Only the lines from the line holding "man in black" through the final line of the entries below are to be returned, exactly as they stand.
* BEGIN Records to use *
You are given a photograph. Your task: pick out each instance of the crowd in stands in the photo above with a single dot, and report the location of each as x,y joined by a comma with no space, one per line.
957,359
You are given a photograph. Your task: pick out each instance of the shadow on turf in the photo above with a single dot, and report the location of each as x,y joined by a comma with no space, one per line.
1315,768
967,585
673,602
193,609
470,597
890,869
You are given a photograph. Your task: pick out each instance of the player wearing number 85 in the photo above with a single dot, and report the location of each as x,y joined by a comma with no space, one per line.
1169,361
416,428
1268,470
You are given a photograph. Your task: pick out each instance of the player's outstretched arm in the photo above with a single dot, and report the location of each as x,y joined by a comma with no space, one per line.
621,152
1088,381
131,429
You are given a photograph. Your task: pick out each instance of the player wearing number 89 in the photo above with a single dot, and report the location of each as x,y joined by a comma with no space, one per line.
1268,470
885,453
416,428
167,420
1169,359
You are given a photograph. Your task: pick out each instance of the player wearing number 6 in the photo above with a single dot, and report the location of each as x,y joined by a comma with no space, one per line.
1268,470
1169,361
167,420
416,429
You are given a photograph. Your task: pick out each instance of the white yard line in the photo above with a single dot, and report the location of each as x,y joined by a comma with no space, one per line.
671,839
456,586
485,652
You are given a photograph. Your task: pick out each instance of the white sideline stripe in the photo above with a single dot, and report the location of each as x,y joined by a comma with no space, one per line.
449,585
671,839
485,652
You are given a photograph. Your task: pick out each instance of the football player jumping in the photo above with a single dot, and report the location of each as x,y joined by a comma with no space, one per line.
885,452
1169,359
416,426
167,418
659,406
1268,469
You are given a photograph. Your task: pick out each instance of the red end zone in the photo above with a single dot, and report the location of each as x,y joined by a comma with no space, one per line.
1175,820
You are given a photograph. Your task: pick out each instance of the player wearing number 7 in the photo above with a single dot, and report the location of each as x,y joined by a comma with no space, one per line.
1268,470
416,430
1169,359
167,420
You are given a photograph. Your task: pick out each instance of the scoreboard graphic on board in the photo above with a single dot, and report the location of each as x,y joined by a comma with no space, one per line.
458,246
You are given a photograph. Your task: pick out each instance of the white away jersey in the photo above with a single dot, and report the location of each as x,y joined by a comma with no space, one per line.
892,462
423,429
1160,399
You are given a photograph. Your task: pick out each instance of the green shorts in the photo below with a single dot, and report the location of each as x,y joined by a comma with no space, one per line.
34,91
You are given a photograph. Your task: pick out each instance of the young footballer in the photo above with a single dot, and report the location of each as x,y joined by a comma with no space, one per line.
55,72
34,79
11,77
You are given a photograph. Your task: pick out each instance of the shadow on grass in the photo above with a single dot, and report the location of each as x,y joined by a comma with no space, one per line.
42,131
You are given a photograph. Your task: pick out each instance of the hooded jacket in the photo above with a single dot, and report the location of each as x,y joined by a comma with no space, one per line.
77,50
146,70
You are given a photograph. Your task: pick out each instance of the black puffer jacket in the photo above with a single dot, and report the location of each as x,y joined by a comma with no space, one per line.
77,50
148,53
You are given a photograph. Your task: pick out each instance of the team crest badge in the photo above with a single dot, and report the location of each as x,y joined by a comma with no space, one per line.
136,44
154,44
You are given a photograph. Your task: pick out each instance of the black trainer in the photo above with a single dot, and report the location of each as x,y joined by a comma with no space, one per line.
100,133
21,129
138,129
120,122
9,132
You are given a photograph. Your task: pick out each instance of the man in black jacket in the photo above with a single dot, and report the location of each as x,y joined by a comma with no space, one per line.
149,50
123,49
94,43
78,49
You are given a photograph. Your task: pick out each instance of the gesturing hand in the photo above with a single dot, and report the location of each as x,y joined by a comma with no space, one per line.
* END Records to use *
### Result of the task
You are given a photograph. Your task: pick out each instance of the man in black jacket in the photo above with a single dot, and report the location of each as x,y joined by a comma with no space, one per line.
149,50
123,49
94,43
78,49
You are given a photograph. Your task: pick out each instance of the gesturing hand in the photo above with a single dot, and report the location of each as x,y joined by a comma with no space, one per line.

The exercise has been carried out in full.